- [Data for analysis]:
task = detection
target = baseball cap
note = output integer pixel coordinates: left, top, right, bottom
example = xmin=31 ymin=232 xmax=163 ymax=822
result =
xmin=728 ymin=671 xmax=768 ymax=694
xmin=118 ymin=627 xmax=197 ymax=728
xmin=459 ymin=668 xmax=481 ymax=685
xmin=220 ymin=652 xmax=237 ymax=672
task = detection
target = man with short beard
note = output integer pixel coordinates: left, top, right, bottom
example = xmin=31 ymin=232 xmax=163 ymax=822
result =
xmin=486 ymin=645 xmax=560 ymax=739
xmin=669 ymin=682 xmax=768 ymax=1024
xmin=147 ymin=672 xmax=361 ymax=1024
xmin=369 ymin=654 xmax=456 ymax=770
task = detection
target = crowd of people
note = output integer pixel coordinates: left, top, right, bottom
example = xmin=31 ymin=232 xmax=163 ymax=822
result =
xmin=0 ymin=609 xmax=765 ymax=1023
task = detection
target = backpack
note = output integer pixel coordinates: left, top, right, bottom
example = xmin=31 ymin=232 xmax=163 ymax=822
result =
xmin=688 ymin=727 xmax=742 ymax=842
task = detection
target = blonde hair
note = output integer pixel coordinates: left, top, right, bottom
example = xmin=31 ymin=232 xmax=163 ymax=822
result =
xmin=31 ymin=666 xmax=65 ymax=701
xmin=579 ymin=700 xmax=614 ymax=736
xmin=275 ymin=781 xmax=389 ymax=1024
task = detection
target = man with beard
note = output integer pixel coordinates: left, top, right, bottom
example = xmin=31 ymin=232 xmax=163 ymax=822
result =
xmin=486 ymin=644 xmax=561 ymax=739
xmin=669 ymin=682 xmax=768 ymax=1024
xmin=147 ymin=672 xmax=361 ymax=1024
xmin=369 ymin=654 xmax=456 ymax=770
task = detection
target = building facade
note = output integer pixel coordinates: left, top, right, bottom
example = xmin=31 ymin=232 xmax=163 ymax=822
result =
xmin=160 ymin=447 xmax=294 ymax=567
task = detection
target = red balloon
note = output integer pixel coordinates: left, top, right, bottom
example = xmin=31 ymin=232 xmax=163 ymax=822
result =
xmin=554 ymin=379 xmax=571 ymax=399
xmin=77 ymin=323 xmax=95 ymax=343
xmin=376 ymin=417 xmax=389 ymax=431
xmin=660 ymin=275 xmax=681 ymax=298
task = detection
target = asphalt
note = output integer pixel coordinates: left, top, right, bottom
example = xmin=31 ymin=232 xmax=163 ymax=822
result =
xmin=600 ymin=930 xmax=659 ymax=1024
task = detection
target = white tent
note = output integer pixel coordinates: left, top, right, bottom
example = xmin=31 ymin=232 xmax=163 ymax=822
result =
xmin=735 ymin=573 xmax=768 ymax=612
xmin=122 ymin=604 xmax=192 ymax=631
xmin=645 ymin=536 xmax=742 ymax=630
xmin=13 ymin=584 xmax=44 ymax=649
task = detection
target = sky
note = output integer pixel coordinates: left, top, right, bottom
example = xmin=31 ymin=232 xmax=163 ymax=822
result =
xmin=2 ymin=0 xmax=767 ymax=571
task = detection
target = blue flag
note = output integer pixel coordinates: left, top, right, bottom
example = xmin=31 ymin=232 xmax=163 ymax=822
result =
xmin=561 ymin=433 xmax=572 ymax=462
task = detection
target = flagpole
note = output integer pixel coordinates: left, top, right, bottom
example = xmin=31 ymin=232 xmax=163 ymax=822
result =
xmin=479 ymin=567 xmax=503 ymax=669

- [About this exercise]:
Type the records again in full, matching them exactly.

- [Response to the exercise]:
task = detection
target = baseball cap
note = output integer pixel coordinates: left, top, right, bottom
example = xmin=31 ymin=232 xmax=163 ymax=822
result =
xmin=728 ymin=671 xmax=768 ymax=694
xmin=118 ymin=627 xmax=197 ymax=728
xmin=459 ymin=668 xmax=481 ymax=685
xmin=220 ymin=652 xmax=237 ymax=672
task = detection
target = man with short beard
note = output integer pixel coordinates: left, top, right, bottom
example = xmin=31 ymin=232 xmax=163 ymax=822
result =
xmin=486 ymin=645 xmax=560 ymax=739
xmin=669 ymin=682 xmax=768 ymax=1024
xmin=147 ymin=672 xmax=361 ymax=1024
xmin=369 ymin=654 xmax=456 ymax=770
task = detection
target = crowd of people
note = output integer pixel coordinates: left, top, right, bottom
example = xmin=31 ymin=232 xmax=163 ymax=822
result =
xmin=0 ymin=609 xmax=765 ymax=1023
task = detection
target = backpack
note = output integer pixel coordinates: left, top, right, bottom
example = xmin=31 ymin=232 xmax=163 ymax=822
result =
xmin=688 ymin=727 xmax=742 ymax=842
task = detection
target = blonde hair
note = output integer pixel coordinates: left, top, right, bottom
example = xmin=31 ymin=232 xmax=163 ymax=822
result =
xmin=31 ymin=666 xmax=65 ymax=701
xmin=579 ymin=700 xmax=614 ymax=736
xmin=275 ymin=781 xmax=389 ymax=1024
task = detection
target = man with beard
note = output integer pixel coordinates: left, top, right, bottom
example = xmin=31 ymin=232 xmax=163 ymax=822
result =
xmin=486 ymin=644 xmax=561 ymax=739
xmin=669 ymin=682 xmax=768 ymax=1024
xmin=147 ymin=672 xmax=361 ymax=1024
xmin=369 ymin=654 xmax=456 ymax=770
task = detection
target = building facade
note = output integer pixel coordinates: left, top, right, bottom
example = xmin=31 ymin=232 xmax=163 ymax=822
result =
xmin=160 ymin=447 xmax=294 ymax=567
task = detection
target = red balloon
note = output integer pixel coordinates: left, top, right, bottom
example = xmin=31 ymin=232 xmax=163 ymax=822
result =
xmin=554 ymin=379 xmax=571 ymax=399
xmin=77 ymin=323 xmax=95 ymax=343
xmin=376 ymin=417 xmax=389 ymax=431
xmin=660 ymin=275 xmax=681 ymax=298
task = detection
target = asphalt
note = output integer pixel coordinates: left, top, right, bottom
example = xmin=31 ymin=232 xmax=163 ymax=822
result =
xmin=600 ymin=930 xmax=659 ymax=1024
task = detection
target = white tent
note = output integer pixel coordinates: left, top, right, bottom
example = xmin=31 ymin=232 xmax=163 ymax=822
result =
xmin=735 ymin=573 xmax=768 ymax=612
xmin=122 ymin=604 xmax=192 ymax=631
xmin=645 ymin=536 xmax=742 ymax=630
xmin=13 ymin=584 xmax=44 ymax=649
task = detection
target = sky
note = output integer pixel coordinates: left, top, right, bottom
example = xmin=31 ymin=232 xmax=163 ymax=822
result =
xmin=2 ymin=0 xmax=767 ymax=571
task = detection
target = blue flag
note = output integer pixel coordinates: left, top, right, bottom
example = xmin=31 ymin=232 xmax=163 ymax=822
result =
xmin=561 ymin=433 xmax=572 ymax=462
task = detection
target = flagpole
note = output integer pixel coordinates: left, top, right, bottom
example = xmin=31 ymin=232 xmax=163 ymax=822
result =
xmin=479 ymin=567 xmax=503 ymax=669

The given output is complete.